(Records excerpted from a collection)

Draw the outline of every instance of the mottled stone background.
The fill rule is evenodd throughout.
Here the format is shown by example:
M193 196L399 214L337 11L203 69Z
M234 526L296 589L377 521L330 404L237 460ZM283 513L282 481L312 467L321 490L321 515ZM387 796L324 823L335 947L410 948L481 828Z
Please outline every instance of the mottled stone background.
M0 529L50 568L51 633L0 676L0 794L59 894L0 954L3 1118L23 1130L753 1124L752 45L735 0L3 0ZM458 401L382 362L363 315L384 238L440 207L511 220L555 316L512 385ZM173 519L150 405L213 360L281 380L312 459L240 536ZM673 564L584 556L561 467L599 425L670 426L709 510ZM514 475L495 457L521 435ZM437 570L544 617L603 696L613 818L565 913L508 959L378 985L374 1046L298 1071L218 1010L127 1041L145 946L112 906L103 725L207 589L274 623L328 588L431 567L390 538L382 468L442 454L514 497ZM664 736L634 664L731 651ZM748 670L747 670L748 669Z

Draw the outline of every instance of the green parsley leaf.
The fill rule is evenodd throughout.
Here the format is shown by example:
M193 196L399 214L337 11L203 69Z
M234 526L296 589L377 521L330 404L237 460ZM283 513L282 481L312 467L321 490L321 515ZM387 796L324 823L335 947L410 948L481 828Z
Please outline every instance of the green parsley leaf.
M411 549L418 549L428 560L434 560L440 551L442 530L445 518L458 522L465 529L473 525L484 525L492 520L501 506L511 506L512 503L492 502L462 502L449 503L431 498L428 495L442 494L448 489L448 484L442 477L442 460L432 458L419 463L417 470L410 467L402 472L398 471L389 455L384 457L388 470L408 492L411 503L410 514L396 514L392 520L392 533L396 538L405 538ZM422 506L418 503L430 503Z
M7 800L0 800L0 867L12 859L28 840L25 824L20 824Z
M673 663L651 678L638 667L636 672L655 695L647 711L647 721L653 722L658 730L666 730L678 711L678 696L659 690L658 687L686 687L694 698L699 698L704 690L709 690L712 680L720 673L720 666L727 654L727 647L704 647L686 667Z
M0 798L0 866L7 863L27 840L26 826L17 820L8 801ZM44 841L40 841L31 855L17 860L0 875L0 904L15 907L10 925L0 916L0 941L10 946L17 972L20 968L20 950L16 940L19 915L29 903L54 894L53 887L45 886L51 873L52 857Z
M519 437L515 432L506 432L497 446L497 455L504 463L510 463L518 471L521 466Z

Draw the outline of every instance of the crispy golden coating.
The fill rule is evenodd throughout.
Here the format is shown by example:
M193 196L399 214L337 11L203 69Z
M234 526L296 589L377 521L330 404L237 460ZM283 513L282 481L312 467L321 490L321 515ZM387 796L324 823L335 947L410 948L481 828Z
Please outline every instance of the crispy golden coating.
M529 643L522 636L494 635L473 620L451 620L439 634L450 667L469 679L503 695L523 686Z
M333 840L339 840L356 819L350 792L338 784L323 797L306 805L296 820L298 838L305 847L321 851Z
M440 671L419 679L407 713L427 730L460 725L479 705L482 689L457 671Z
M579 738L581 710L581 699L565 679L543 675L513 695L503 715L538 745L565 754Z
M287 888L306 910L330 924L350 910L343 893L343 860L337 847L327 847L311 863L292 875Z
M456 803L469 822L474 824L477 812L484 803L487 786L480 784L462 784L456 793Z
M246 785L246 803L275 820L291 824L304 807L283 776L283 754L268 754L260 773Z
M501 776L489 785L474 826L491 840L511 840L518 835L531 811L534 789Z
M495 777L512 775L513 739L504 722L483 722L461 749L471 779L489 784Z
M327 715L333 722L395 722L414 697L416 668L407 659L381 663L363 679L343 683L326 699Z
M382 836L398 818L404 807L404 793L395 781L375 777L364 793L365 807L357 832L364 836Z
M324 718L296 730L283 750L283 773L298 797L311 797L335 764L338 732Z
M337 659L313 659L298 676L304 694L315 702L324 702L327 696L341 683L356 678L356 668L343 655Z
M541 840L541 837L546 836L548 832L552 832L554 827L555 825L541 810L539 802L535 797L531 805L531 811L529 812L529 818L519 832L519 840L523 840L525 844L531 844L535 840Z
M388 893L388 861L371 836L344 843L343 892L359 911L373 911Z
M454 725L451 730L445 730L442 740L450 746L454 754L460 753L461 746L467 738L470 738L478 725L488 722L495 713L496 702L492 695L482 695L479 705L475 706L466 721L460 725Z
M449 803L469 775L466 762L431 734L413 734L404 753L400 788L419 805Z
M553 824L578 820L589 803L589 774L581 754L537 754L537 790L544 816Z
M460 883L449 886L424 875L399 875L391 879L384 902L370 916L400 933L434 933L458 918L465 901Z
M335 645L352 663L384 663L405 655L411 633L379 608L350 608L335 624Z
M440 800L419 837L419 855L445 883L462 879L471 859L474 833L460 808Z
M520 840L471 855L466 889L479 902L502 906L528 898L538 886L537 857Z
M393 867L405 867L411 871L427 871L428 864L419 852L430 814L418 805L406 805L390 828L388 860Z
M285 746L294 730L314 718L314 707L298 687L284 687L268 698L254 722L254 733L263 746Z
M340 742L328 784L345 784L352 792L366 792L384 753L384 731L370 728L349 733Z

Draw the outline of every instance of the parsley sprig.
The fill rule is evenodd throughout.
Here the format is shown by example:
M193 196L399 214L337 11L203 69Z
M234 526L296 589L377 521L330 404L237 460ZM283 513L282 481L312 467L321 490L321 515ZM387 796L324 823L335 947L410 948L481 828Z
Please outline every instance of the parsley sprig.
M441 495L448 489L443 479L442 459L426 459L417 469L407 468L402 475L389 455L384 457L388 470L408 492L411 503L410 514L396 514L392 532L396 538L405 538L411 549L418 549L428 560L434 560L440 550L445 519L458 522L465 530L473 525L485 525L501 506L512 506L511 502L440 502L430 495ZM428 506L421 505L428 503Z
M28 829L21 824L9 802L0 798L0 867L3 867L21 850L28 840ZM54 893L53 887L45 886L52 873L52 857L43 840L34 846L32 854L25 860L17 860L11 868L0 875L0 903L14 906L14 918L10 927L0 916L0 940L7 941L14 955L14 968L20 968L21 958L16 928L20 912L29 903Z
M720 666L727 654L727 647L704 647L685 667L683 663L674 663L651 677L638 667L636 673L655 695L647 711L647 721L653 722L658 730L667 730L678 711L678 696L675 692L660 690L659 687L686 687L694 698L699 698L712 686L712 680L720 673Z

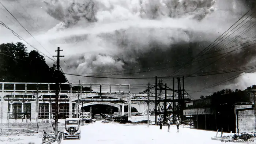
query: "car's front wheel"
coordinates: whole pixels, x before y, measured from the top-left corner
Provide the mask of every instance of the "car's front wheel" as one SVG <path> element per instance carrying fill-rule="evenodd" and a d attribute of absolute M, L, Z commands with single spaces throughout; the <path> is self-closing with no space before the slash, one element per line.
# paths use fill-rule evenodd
<path fill-rule="evenodd" d="M 65 133 L 63 133 L 63 140 L 65 140 L 67 139 L 67 138 L 66 138 L 66 136 L 65 136 L 65 135 L 66 135 L 66 134 L 65 134 Z"/>

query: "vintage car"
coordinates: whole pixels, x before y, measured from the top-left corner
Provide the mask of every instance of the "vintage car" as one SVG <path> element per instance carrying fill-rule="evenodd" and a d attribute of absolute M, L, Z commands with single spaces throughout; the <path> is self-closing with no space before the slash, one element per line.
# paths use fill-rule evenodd
<path fill-rule="evenodd" d="M 80 123 L 81 119 L 79 118 L 67 118 L 65 120 L 65 129 L 63 132 L 63 139 L 68 138 L 77 137 L 81 139 L 81 130 Z"/>

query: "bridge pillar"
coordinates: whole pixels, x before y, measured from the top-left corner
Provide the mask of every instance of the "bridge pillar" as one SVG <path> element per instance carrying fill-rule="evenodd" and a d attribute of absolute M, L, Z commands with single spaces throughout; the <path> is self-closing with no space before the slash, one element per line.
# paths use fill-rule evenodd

Given task -> Rewrite the whole listing above as a numbered list with no blank lines, and keep the pictures out of your answer.

Solution to this exercise ->
1. Draw the outline of every instance of the mottled stone background.
2. The fill rule is evenodd throughout.
3. Here the format is shown by example:
4. M193 196L399 214L337 11L203 69Z
5. M234 526L296 589L377 521L330 404L237 460ZM283 513L282 481L312 467L321 490L321 515ZM387 796L324 823L335 947L410 948L481 828Z
6. Please outline every instance of the mottled stone background.
7. M0 529L50 568L51 633L0 676L0 794L59 894L0 954L3 1118L23 1130L753 1124L752 45L735 0L3 0ZM458 401L382 362L363 315L384 238L440 207L511 220L555 316L512 385ZM173 519L150 405L213 360L281 380L312 459L240 536ZM673 564L584 556L561 467L599 425L670 426L709 510ZM514 475L495 457L521 435ZM437 570L544 617L603 696L613 818L565 913L508 959L378 985L374 1046L298 1071L218 1010L127 1041L145 946L112 906L103 725L207 589L274 623L328 588L431 567L390 538L382 468L442 454L514 497ZM664 736L634 664L731 651ZM748 670L747 670L748 669Z
8. Draw the outline of every instance of the green parsley leaf.
9. The fill rule is evenodd throughout.
10. Here the format is shown by example:
11. M193 196L399 214L337 11L203 69Z
12. M234 526L296 589L377 521L330 404L237 460ZM283 513L282 481L312 467L321 490L321 515ZM387 796L324 823L335 947L410 948L481 828Z
13. Please outline every instance of the green parsley leaf.
14. M411 549L418 549L428 560L434 560L440 551L442 530L445 518L458 522L465 529L473 525L484 525L492 520L501 506L511 506L512 503L492 502L462 502L449 503L431 498L428 495L442 494L448 489L448 484L442 477L442 460L432 458L419 463L417 470L410 467L402 472L398 471L389 455L384 457L388 470L408 492L411 503L410 514L396 514L392 520L392 533L396 538L405 538ZM422 506L418 503L430 503Z
15. M7 800L0 800L0 867L12 859L28 840L25 824L20 824Z
16. M673 663L651 678L638 667L636 672L655 695L647 711L647 721L653 722L658 730L666 730L678 711L678 696L659 690L658 687L686 687L694 698L699 698L704 690L709 690L712 680L720 673L720 666L727 654L727 647L704 647L686 667Z
17. M0 798L0 866L7 863L27 840L26 826L17 820L8 801ZM44 841L40 841L31 855L17 860L0 875L0 904L15 907L10 925L0 916L0 941L10 946L17 972L20 968L20 950L16 940L19 915L29 903L54 894L53 887L45 886L51 873L52 857Z
18. M519 437L515 432L506 432L497 446L497 455L504 463L510 463L518 471L521 466Z
19. Draw the outline of every instance of the crispy golden coating.
20. The fill rule is evenodd throughout.
21. Here the format is shown by example:
22. M193 196L399 214L337 11L203 69Z
23. M234 526L296 589L377 521L330 404L237 460ZM283 513L282 481L312 467L321 490L321 515ZM387 796L324 823L335 947L410 948L481 828Z
24. Please outline every instance of the crispy golden coating.
25. M529 643L522 636L494 635L473 620L451 620L439 634L450 667L469 679L503 695L523 686Z
26. M333 840L339 840L356 819L350 792L338 784L323 797L306 805L296 820L298 838L305 847L321 851Z
27. M440 671L419 679L407 713L427 730L460 725L479 705L482 689L457 671Z
28. M579 738L581 710L581 699L565 679L543 675L513 695L503 715L538 745L565 754Z
29. M287 888L306 910L330 924L350 910L343 893L343 860L337 847L327 847L311 863L292 875Z
30. M456 803L469 822L474 824L477 812L484 803L487 786L480 784L462 784L456 793Z
31. M246 785L246 803L275 820L291 824L304 807L283 776L283 754L268 754L260 773Z
32. M501 776L489 785L474 826L491 840L511 840L518 835L531 811L534 789Z
33. M495 777L512 775L513 739L504 722L483 722L461 749L471 779L489 784Z
34. M327 715L333 722L395 722L414 697L416 668L407 659L381 663L363 679L343 683L326 699Z
35. M382 836L398 818L404 807L404 793L395 781L375 777L364 793L365 807L357 832L364 836Z
36. M324 718L296 730L283 750L283 773L298 797L311 797L335 764L338 732Z
37. M337 659L313 659L298 676L304 694L315 702L324 702L327 696L341 683L356 678L356 668L343 655Z
38. M541 840L541 837L546 836L548 832L552 832L554 827L555 825L541 810L539 802L535 797L531 805L531 811L529 812L529 818L519 832L519 840L523 840L525 844L531 844L535 840Z
39. M388 893L388 861L371 836L344 843L343 892L359 911L373 911Z
40. M454 725L451 730L445 730L442 740L450 746L454 754L460 753L461 746L467 738L470 738L478 725L488 722L495 713L496 702L492 695L482 695L479 705L475 706L466 721L460 725Z
41. M449 803L469 775L466 762L431 734L413 734L404 753L400 788L419 805Z
42. M553 824L578 820L589 803L589 774L581 754L537 754L537 790L544 816Z
43. M460 883L449 886L424 875L399 875L391 879L384 902L370 916L400 933L434 933L458 918L465 901Z
44. M335 645L352 663L384 663L405 655L411 633L379 608L350 608L335 624Z
45. M440 800L419 837L419 855L445 883L462 879L471 859L474 833L460 808Z
46. M520 840L471 855L466 889L479 902L502 906L528 898L538 886L537 857Z
47. M393 867L405 867L411 871L427 871L428 864L419 852L430 814L418 805L406 805L390 828L388 860Z
48. M285 746L294 730L314 718L314 707L298 687L284 687L268 698L254 722L254 733L263 746Z
49. M340 742L328 784L345 784L352 792L366 792L384 753L384 731L370 728L349 733Z
50. Draw the outline of every instance of the parsley sprig.
51. The fill rule is evenodd throughout.
52. Here the format is shown by example:
53. M193 196L399 214L337 11L203 69Z
54. M234 526L296 589L377 521L330 404L237 460ZM283 513L282 481L312 467L321 490L321 515ZM387 796L324 823L335 947L410 948L481 828Z
55. Please outline every instance of the parsley sprig.
56. M441 495L448 489L443 479L442 459L426 459L417 469L407 468L402 475L389 455L384 457L388 470L408 492L411 503L410 514L396 514L392 532L396 538L405 538L411 549L418 549L428 560L434 560L440 550L445 519L458 522L465 530L473 525L485 525L501 506L512 506L511 502L440 502L430 495ZM428 506L421 505L428 503Z
57. M28 829L21 824L9 802L0 798L0 867L3 867L21 850L28 840ZM54 893L53 887L45 886L52 873L52 857L43 840L34 846L32 854L25 860L17 860L11 868L0 875L0 903L14 906L14 918L10 927L0 916L0 940L7 941L14 955L14 968L20 968L21 958L16 928L20 912L29 903Z
58. M720 666L727 654L727 647L704 647L685 667L683 663L674 663L651 677L638 667L636 673L655 695L647 711L647 721L653 722L658 730L667 730L678 711L678 696L675 692L660 690L659 687L686 687L694 698L699 698L712 686L712 680L720 673Z
59. query: "car's front wheel"
60. coordinates: whole pixels, x before y, measured from the top-left corner
61. Provide the mask of every instance of the "car's front wheel" as one SVG <path> element per instance carrying fill-rule="evenodd" and a d attribute of absolute M, L, Z commands with single spaces throughout; the <path> is self-closing with no space before the slash, one element per line.
62. # paths use fill-rule evenodd
63. <path fill-rule="evenodd" d="M 65 133 L 63 133 L 63 140 L 65 140 L 67 139 L 67 138 L 66 138 L 66 136 L 65 136 L 65 135 L 66 135 L 66 134 L 65 134 Z"/>
64. query: "vintage car"
65. coordinates: whole pixels, x before y, measured from the top-left corner
66. Provide the mask of every instance of the "vintage car" as one SVG <path> element per instance carrying fill-rule="evenodd" and a d attribute of absolute M, L, Z commands with single spaces throughout; the <path> is self-closing with no space before the slash, one element per line.
67. # paths use fill-rule evenodd
68. <path fill-rule="evenodd" d="M 80 123 L 81 119 L 79 118 L 67 118 L 65 120 L 65 129 L 63 132 L 63 139 L 68 138 L 77 137 L 81 139 L 81 130 Z"/>
69. query: "bridge pillar"
70. coordinates: whole pixels, x before y, measured from the top-left corner
71. Provide the mask of every instance of the "bridge pillar" as one SVG <path> element per instance carrying fill-rule="evenodd" and a d attribute of absolute M, L, Z commands with single spaces throughout; the <path> is self-closing with no space before the slash, one element per line.
72. # paths use fill-rule evenodd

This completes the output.